╭──

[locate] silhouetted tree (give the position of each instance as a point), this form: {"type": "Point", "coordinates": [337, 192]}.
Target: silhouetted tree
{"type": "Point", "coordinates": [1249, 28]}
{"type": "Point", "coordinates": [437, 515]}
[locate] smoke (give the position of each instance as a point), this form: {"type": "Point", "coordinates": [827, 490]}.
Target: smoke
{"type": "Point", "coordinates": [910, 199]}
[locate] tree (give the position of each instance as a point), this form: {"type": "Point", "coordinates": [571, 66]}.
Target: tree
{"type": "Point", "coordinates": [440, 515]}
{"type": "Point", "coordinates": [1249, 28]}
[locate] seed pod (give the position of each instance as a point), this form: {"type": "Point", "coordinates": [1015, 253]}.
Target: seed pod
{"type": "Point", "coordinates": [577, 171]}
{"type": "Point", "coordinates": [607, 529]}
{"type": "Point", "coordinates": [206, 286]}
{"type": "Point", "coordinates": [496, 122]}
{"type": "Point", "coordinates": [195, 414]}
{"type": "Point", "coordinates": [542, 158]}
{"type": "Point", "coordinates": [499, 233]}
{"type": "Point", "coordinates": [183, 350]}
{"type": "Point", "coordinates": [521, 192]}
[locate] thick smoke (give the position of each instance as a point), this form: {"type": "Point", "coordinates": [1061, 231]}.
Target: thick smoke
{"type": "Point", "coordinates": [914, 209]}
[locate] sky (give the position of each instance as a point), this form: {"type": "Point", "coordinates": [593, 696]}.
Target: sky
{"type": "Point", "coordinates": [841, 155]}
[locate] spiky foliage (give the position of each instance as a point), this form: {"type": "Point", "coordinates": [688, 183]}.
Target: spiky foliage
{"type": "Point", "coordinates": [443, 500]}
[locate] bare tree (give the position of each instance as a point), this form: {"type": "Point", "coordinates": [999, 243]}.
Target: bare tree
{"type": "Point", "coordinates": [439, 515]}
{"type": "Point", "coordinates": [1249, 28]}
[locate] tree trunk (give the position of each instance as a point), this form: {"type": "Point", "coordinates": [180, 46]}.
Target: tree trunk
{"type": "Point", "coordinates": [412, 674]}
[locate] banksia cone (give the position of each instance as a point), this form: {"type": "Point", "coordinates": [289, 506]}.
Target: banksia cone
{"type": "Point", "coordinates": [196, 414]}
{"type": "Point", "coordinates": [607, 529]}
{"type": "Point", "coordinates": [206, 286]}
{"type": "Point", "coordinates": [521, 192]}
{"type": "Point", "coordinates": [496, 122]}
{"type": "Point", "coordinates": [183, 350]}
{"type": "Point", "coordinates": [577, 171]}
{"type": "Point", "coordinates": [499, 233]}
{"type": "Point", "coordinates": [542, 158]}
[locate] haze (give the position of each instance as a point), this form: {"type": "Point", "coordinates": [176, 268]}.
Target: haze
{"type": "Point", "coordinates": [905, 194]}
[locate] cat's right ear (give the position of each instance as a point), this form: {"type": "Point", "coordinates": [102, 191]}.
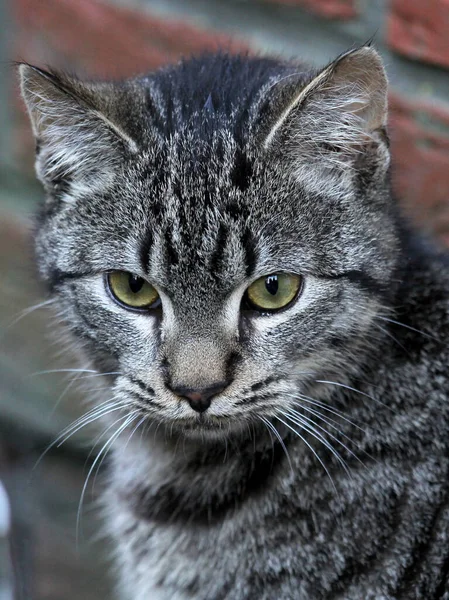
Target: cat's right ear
{"type": "Point", "coordinates": [325, 129]}
{"type": "Point", "coordinates": [79, 143]}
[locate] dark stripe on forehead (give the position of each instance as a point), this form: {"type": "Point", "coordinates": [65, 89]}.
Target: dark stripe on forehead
{"type": "Point", "coordinates": [249, 244]}
{"type": "Point", "coordinates": [216, 261]}
{"type": "Point", "coordinates": [145, 250]}
{"type": "Point", "coordinates": [57, 277]}
{"type": "Point", "coordinates": [363, 280]}
{"type": "Point", "coordinates": [170, 250]}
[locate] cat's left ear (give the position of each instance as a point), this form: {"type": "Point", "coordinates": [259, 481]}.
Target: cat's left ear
{"type": "Point", "coordinates": [323, 128]}
{"type": "Point", "coordinates": [80, 131]}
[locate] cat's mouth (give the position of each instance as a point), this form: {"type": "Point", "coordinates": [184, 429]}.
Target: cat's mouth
{"type": "Point", "coordinates": [204, 424]}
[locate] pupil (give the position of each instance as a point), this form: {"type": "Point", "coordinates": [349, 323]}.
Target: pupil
{"type": "Point", "coordinates": [272, 284]}
{"type": "Point", "coordinates": [135, 283]}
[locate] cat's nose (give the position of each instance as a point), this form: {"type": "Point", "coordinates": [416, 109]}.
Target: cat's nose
{"type": "Point", "coordinates": [200, 399]}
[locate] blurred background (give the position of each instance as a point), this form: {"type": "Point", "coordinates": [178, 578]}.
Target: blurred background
{"type": "Point", "coordinates": [119, 38]}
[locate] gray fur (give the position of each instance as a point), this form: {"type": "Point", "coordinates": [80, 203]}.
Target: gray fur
{"type": "Point", "coordinates": [202, 178]}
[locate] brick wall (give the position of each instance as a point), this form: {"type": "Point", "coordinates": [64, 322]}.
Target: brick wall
{"type": "Point", "coordinates": [119, 38]}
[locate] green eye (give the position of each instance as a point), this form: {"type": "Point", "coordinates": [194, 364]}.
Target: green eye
{"type": "Point", "coordinates": [273, 292]}
{"type": "Point", "coordinates": [132, 291]}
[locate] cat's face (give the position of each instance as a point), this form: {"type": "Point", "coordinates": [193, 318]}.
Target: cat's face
{"type": "Point", "coordinates": [218, 279]}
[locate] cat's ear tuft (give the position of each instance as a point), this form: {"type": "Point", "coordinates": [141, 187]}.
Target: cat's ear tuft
{"type": "Point", "coordinates": [323, 126]}
{"type": "Point", "coordinates": [79, 143]}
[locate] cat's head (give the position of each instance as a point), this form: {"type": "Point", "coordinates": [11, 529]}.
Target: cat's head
{"type": "Point", "coordinates": [219, 234]}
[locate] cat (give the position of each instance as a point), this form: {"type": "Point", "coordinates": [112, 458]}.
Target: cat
{"type": "Point", "coordinates": [221, 240]}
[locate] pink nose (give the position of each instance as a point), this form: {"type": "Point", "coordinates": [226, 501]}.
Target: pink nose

╰──

→ **REQUIRED WORK**:
Would you output the data exactly, without any of its images?

→ **YOUR RESPONSE**:
[locate] silhouetted tree (give the position of each instance as a point), this form: {"type": "Point", "coordinates": [337, 192]}.
Target: silhouetted tree
{"type": "Point", "coordinates": [1249, 28]}
{"type": "Point", "coordinates": [437, 515]}
[locate] smoke (give the position of each instance as a point), this form: {"type": "Point", "coordinates": [827, 490]}.
Target: smoke
{"type": "Point", "coordinates": [910, 199]}
[locate] tree (give the position of each instance as a point), this form: {"type": "Point", "coordinates": [571, 66]}.
Target: tree
{"type": "Point", "coordinates": [440, 515]}
{"type": "Point", "coordinates": [1249, 28]}
[locate] seed pod (give the position of each instance as a point), this form: {"type": "Point", "coordinates": [1015, 253]}.
Target: seed pod
{"type": "Point", "coordinates": [577, 171]}
{"type": "Point", "coordinates": [607, 529]}
{"type": "Point", "coordinates": [206, 286]}
{"type": "Point", "coordinates": [496, 122]}
{"type": "Point", "coordinates": [195, 414]}
{"type": "Point", "coordinates": [542, 158]}
{"type": "Point", "coordinates": [499, 233]}
{"type": "Point", "coordinates": [183, 350]}
{"type": "Point", "coordinates": [521, 192]}
[locate] thick smoke (give the position of each instance as a point), this form: {"type": "Point", "coordinates": [1061, 231]}.
Target: thick smoke
{"type": "Point", "coordinates": [914, 209]}
[locate] sky (give the position of each instance as a point), this form: {"type": "Point", "coordinates": [593, 696]}.
Target: sky
{"type": "Point", "coordinates": [841, 155]}
[locate] spiky foliage (give the position of each instance as a point), this form: {"type": "Point", "coordinates": [688, 183]}.
Target: spiky foliage
{"type": "Point", "coordinates": [443, 500]}
[locate] bare tree (give the position of each instance as a point), this form: {"type": "Point", "coordinates": [999, 243]}.
Target: bare tree
{"type": "Point", "coordinates": [439, 515]}
{"type": "Point", "coordinates": [1249, 28]}
[locate] tree trunk (give the position of each instance as a point), this form: {"type": "Point", "coordinates": [180, 46]}.
Target: tree trunk
{"type": "Point", "coordinates": [412, 674]}
[locate] banksia cone (give the position of each instance as a point), this form: {"type": "Point", "coordinates": [289, 506]}.
Target: banksia cone
{"type": "Point", "coordinates": [196, 414]}
{"type": "Point", "coordinates": [607, 529]}
{"type": "Point", "coordinates": [206, 286]}
{"type": "Point", "coordinates": [521, 192]}
{"type": "Point", "coordinates": [496, 122]}
{"type": "Point", "coordinates": [183, 350]}
{"type": "Point", "coordinates": [577, 171]}
{"type": "Point", "coordinates": [499, 233]}
{"type": "Point", "coordinates": [542, 158]}
[locate] haze (give the position of each instance as a point), this form: {"type": "Point", "coordinates": [176, 268]}.
Target: haze
{"type": "Point", "coordinates": [905, 194]}
[locate] cat's right ear (give the position of each instance as a point), this form: {"type": "Point", "coordinates": [102, 191]}.
Target: cat's right ear
{"type": "Point", "coordinates": [325, 129]}
{"type": "Point", "coordinates": [79, 143]}
[locate] dark stripe on forehead (give the position of each instance as a point), this form: {"type": "Point", "coordinates": [65, 89]}.
Target: dark stripe on forehead
{"type": "Point", "coordinates": [249, 244]}
{"type": "Point", "coordinates": [216, 261]}
{"type": "Point", "coordinates": [145, 250]}
{"type": "Point", "coordinates": [57, 277]}
{"type": "Point", "coordinates": [363, 280]}
{"type": "Point", "coordinates": [170, 250]}
[locate] cat's left ear (give the position of each instance as a point), this form: {"type": "Point", "coordinates": [259, 481]}.
Target: cat's left ear
{"type": "Point", "coordinates": [323, 128]}
{"type": "Point", "coordinates": [80, 131]}
[locate] cat's mouth (give the position of each instance as a point), this form: {"type": "Point", "coordinates": [184, 429]}.
Target: cat's mouth
{"type": "Point", "coordinates": [204, 424]}
[locate] pupil (give the position of each instance as a point), this form: {"type": "Point", "coordinates": [349, 323]}.
Target: pupil
{"type": "Point", "coordinates": [272, 284]}
{"type": "Point", "coordinates": [135, 283]}
[locate] cat's nose (give the position of each instance as a point), this form: {"type": "Point", "coordinates": [416, 109]}.
Target: cat's nose
{"type": "Point", "coordinates": [200, 399]}
[locate] blurred background (give the position of each instance as a point), this form: {"type": "Point", "coordinates": [178, 578]}.
Target: blurred background
{"type": "Point", "coordinates": [119, 38]}
[locate] gray fur (give the position of each instance as a point), this form: {"type": "Point", "coordinates": [80, 203]}.
Target: gray fur
{"type": "Point", "coordinates": [202, 178]}
[locate] brick wall (give the position of each instance as a point), this form: {"type": "Point", "coordinates": [64, 322]}.
Target: brick wall
{"type": "Point", "coordinates": [119, 38]}
[locate] green eye (give the position of each instance as a point), this form: {"type": "Point", "coordinates": [194, 364]}.
Target: green eye
{"type": "Point", "coordinates": [273, 292]}
{"type": "Point", "coordinates": [132, 291]}
[locate] cat's face (give the position of each instance as a point), this form: {"type": "Point", "coordinates": [193, 318]}.
Target: cat's face
{"type": "Point", "coordinates": [218, 279]}
[locate] cat's ear tuft (give the position of each instance as a point), this form: {"type": "Point", "coordinates": [141, 187]}.
Target: cat's ear tuft
{"type": "Point", "coordinates": [323, 126]}
{"type": "Point", "coordinates": [79, 143]}
[locate] cat's head (give the position of each instance as a point), this form: {"type": "Point", "coordinates": [11, 529]}.
Target: cat's head
{"type": "Point", "coordinates": [219, 234]}
[locate] cat (give the position of each instance as a point), this form: {"type": "Point", "coordinates": [112, 458]}.
Target: cat
{"type": "Point", "coordinates": [221, 240]}
[locate] pink nose (give the position of each instance as a point), this form: {"type": "Point", "coordinates": [226, 501]}.
Target: pink nose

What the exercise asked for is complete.